:: Stated problem ::
Return, without any change, the lines from the records below, starting at the line that contains "Security feed analysis: pinpoint every curly white" and ending after the line that contains "[235,161,321,236]".

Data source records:
•••
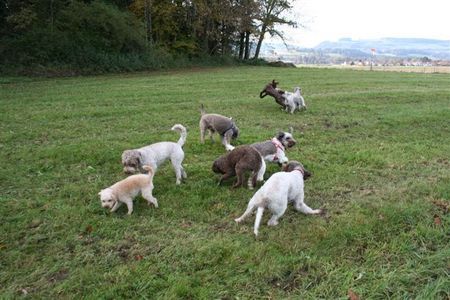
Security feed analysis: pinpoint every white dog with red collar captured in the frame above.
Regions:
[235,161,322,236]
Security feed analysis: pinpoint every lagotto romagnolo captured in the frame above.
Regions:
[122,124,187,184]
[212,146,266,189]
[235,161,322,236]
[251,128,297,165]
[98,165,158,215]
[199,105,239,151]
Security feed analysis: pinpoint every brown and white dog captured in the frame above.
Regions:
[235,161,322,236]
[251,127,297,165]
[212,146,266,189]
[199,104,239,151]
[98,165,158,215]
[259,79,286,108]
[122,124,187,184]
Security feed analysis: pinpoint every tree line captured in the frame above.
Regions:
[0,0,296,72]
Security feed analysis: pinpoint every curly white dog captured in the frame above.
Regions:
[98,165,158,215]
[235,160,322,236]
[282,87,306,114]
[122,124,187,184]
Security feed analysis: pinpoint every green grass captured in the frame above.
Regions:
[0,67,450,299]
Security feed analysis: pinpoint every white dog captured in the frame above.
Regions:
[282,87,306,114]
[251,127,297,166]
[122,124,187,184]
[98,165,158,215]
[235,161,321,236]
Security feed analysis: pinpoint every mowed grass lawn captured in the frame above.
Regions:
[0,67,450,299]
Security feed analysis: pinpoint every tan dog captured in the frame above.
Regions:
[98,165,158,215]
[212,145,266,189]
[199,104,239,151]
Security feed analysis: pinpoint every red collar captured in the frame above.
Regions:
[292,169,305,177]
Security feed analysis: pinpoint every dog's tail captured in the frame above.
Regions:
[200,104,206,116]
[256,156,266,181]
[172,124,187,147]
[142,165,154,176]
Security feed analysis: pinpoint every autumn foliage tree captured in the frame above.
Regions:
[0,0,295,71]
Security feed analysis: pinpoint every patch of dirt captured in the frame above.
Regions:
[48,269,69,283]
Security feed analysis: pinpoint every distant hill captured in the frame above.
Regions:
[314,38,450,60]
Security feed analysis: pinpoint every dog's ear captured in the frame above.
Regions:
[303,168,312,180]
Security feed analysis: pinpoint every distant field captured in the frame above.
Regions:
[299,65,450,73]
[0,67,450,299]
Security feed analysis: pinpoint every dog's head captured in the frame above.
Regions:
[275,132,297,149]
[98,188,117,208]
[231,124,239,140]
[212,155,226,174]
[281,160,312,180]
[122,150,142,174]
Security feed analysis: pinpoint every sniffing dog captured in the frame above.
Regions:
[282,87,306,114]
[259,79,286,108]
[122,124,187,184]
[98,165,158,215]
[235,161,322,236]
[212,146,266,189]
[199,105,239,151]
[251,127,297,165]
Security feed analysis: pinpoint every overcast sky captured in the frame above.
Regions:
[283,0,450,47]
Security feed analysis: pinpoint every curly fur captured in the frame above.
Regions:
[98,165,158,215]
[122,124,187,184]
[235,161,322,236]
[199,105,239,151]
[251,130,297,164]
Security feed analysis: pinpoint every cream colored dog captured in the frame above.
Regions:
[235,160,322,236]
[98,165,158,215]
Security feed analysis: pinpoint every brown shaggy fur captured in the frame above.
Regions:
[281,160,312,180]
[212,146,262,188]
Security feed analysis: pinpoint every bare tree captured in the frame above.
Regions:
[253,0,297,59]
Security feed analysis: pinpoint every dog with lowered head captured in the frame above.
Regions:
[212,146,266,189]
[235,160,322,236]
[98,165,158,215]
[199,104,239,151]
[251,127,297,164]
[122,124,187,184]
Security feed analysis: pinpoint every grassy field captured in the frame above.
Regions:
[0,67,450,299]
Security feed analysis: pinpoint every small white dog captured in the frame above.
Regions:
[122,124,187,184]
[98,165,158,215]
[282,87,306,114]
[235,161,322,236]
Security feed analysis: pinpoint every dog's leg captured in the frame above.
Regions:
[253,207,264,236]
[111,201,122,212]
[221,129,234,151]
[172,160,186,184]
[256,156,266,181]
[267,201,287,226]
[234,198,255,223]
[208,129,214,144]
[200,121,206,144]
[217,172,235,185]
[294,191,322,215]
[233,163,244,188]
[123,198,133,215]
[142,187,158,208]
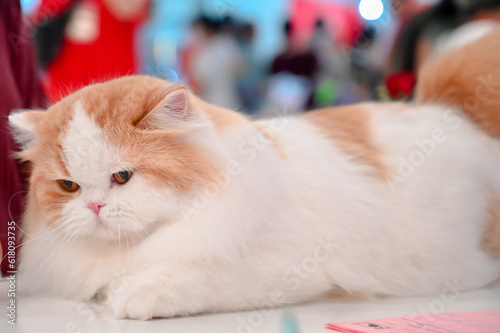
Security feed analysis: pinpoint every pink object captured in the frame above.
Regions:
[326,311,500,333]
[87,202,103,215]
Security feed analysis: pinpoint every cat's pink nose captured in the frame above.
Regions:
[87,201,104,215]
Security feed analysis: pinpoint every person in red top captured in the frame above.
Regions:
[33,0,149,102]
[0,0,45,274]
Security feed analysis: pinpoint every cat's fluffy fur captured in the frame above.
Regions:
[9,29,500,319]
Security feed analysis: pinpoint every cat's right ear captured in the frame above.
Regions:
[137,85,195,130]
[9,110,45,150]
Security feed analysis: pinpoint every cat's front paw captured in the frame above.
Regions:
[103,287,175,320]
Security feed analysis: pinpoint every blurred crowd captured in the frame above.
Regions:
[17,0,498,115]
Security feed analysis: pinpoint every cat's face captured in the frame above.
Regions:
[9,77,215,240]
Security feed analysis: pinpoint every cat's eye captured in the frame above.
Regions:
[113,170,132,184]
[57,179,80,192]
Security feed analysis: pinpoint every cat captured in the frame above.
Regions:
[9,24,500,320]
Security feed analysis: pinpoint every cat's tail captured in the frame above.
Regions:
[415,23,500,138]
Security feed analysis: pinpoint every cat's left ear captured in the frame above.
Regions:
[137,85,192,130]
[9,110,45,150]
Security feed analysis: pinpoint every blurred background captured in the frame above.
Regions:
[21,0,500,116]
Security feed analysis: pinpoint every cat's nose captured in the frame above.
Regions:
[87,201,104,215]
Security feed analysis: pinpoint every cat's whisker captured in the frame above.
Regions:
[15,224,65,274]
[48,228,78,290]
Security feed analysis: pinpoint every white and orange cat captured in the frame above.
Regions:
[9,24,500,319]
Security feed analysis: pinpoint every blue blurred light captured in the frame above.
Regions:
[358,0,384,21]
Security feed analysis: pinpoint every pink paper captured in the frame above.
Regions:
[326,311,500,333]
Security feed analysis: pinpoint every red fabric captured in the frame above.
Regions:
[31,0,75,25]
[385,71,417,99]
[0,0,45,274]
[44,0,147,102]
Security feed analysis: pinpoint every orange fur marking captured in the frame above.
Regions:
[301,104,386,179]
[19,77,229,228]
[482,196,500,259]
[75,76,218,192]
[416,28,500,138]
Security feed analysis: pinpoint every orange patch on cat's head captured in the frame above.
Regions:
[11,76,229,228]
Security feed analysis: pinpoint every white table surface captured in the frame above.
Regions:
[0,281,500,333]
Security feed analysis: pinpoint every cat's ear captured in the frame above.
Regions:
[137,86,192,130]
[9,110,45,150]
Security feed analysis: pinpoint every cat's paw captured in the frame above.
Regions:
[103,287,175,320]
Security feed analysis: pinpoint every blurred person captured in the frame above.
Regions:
•••
:: Expected answer ::
Security feed analysis: pinpoint every curly white dog captured in the frame above.
Regions:
[98,165,158,215]
[235,160,322,236]
[282,87,306,114]
[122,124,187,184]
Security feed analysis: pinpoint every green grass captured in the frame above.
Regions:
[0,67,450,299]
Security feed analysis: pinpoint every white dog captured in the frame above.
Regions:
[282,87,306,114]
[251,127,297,166]
[122,124,187,184]
[98,165,158,215]
[235,161,321,236]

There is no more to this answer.